What you are asked to do:
Your task is to repeat the lines below exactly, excluding any pictures they contain.

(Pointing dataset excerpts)
---------------

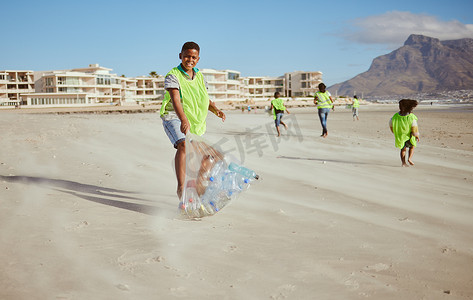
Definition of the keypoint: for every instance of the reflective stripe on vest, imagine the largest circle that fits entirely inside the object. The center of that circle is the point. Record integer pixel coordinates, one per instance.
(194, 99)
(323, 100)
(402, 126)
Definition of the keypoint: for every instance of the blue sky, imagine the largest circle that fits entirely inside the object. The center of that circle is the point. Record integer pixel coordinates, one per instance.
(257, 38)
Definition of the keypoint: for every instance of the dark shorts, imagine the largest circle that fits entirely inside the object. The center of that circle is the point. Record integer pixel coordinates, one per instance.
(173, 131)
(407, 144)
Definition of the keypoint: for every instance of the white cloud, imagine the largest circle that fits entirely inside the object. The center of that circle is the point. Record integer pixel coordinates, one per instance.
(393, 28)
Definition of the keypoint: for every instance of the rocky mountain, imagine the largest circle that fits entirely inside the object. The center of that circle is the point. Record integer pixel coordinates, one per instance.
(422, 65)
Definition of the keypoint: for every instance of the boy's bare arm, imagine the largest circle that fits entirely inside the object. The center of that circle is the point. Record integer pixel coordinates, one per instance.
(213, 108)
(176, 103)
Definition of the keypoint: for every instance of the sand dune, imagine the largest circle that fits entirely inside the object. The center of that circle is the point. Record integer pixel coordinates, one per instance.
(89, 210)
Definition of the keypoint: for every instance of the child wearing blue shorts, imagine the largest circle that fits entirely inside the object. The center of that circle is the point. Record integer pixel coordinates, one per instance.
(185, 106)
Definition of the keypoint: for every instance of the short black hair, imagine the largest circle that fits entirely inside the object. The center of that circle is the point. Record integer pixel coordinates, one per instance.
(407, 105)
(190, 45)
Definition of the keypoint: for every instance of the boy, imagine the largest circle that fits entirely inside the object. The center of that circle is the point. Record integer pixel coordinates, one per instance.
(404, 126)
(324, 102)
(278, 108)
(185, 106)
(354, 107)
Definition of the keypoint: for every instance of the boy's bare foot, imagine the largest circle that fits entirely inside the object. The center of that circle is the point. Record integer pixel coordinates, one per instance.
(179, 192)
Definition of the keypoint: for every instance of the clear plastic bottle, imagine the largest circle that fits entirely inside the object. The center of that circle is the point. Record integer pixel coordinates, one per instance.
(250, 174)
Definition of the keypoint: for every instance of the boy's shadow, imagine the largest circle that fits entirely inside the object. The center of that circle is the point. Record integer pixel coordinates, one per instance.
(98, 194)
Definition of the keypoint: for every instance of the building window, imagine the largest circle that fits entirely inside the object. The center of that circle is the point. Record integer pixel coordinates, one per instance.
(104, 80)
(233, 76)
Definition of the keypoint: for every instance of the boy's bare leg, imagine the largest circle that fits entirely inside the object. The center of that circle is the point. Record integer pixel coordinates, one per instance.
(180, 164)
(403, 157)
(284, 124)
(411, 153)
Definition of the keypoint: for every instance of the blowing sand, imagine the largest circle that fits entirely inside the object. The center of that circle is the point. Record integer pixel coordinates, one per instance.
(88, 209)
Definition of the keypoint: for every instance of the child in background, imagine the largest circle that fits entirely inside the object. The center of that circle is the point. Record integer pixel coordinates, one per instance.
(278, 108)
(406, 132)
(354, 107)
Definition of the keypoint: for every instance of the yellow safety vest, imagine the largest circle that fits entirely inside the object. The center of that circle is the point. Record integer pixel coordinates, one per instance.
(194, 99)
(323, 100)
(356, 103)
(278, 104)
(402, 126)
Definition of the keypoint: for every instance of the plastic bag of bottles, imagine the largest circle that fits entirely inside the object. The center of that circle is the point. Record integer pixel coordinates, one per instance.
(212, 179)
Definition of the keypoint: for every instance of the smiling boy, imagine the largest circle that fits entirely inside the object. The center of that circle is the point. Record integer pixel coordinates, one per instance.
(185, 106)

---------------

Output for this task:
Definition of the keypoint: for every instance of the reflective stripe on vest, imagine the largest circle that fits entirely inside the object. The center of that circle is the point. Record integer pixel coordinates, one per instance.
(194, 99)
(323, 100)
(402, 126)
Definition of the keypoint: for every instance of the blue sky, imagine the largest circle that fits entirely inside the object. The center of that circle is the point. Record integer pixel coordinates, one per instance.
(257, 38)
Definition of the keypoint: for every instance of the dark shorts, imagine the largest circle that fits entirely inside the object. The center of that circle is the point. Record integer pixel coordinates, one per instance.
(173, 131)
(407, 144)
Definition of the keypoint: for every instance of the white cloud, imagine the largest circle that fits entirely inside the object. The center of that circle is the point. Record integer pixel coordinates, one per instance.
(393, 28)
Definition of the keypoint: for every instance of the rocky mountain, imagine the largest circle that fits entirely inside the object. The center of that circle is the point. Record integer pixel coordinates, one per instance.
(422, 65)
Definition of the keypoint: for every instance of the boy's bare arm, imagine the largest circle that fits entirely inside the object. The center of that circle is the point. Record integer pixel coordinates, one per instance.
(213, 108)
(176, 103)
Definition of the keypoint: for every instance of the sand dune, imagine the largest circle that fits entirely inside the object. The center of that circle is the point. Record integer pixel coordinates, one per instance.
(89, 210)
Definition of the keypoint: for every instance of the child wearing blue shorts, imagine the largest circle that fits entirely inside the object. The center of that circle is the point. Record integer pixel coordinates, one per instance.
(185, 106)
Definition of the keypoint: for every instance of the short black hair, imagine the largest circle that fits entirely inside the object. The center of that circle is the point. Record integer pixel coordinates, one per instance.
(407, 105)
(190, 45)
Definition of the keypoint: for every instance of the boy, imagine the largest circle that fits entirely inside the object. The center of that circle is the point. Record integer pixel coordinates, one per instance.
(404, 126)
(324, 102)
(278, 108)
(185, 106)
(354, 107)
Definition of the keypoint: for every instance of the boy's bare foot, imagine the largest circle that fits entirely inside the object. The center of that circle is the point. Record integer pixel coordinates, one per instance.
(179, 192)
Definition of the keypoint: for every instance of the clear plastic bottle, imagine the largest circle that fits entirely inside the object. The center of that circle is the point. Record integer pixel coordinates, one per instance.
(250, 174)
Definition of the keypoint: for every instance of the boy's shadow, imagine the largest circle that fits entirely inside the object. The center of that circle is the point. Record integer pixel coordinates, one per instance.
(98, 194)
Definition of the keypoint: for every instance of the building window, imagine the largest circle that fits entirely inside the object. The center of that circle is the point. Record integer pixel coordinates, one per instance.
(104, 80)
(233, 76)
Definition of the keypoint: for every instance of the boy's bare leg, imagine the largest circle that fits entirely inside the object. The center of that circle is the point. Record integer pixel coordinates, one per instance.
(180, 164)
(403, 157)
(284, 124)
(411, 153)
Definition of the keypoint: for every instance of the blowing sand, imagine the largest circle that fits entirely inside the object. The center of that circle is the point. Record integer pixel coordinates, one per instance.
(88, 209)
Definition of the keypoint: for every instance of the child in background, imagine the largest circle that fits entirely inside the object. The center of that circle is the point. Record integer pixel coordinates, one per instance.
(278, 108)
(406, 132)
(354, 107)
Definition of the keypoint: for every instance of the yellow safety vest, imagine the largest circle that fits entirely inside the object. The center of that circle is the point. Record integer pixel coordinates, one per instance.
(194, 99)
(323, 100)
(356, 103)
(278, 104)
(402, 126)
Definition of the keypoint: for every instance of the plastic bag of bottles, imagine the largest circle that fits entirely inside the object. The center of that circle is the point. Record integer pixel coordinates, one per instance.
(212, 179)
Definition of the keypoint: for every instance of the smiling boy, imagine the largest circle that fits entirely inside the object. The center of that circle is the point. Record integer pixel coordinates, one per instance.
(185, 106)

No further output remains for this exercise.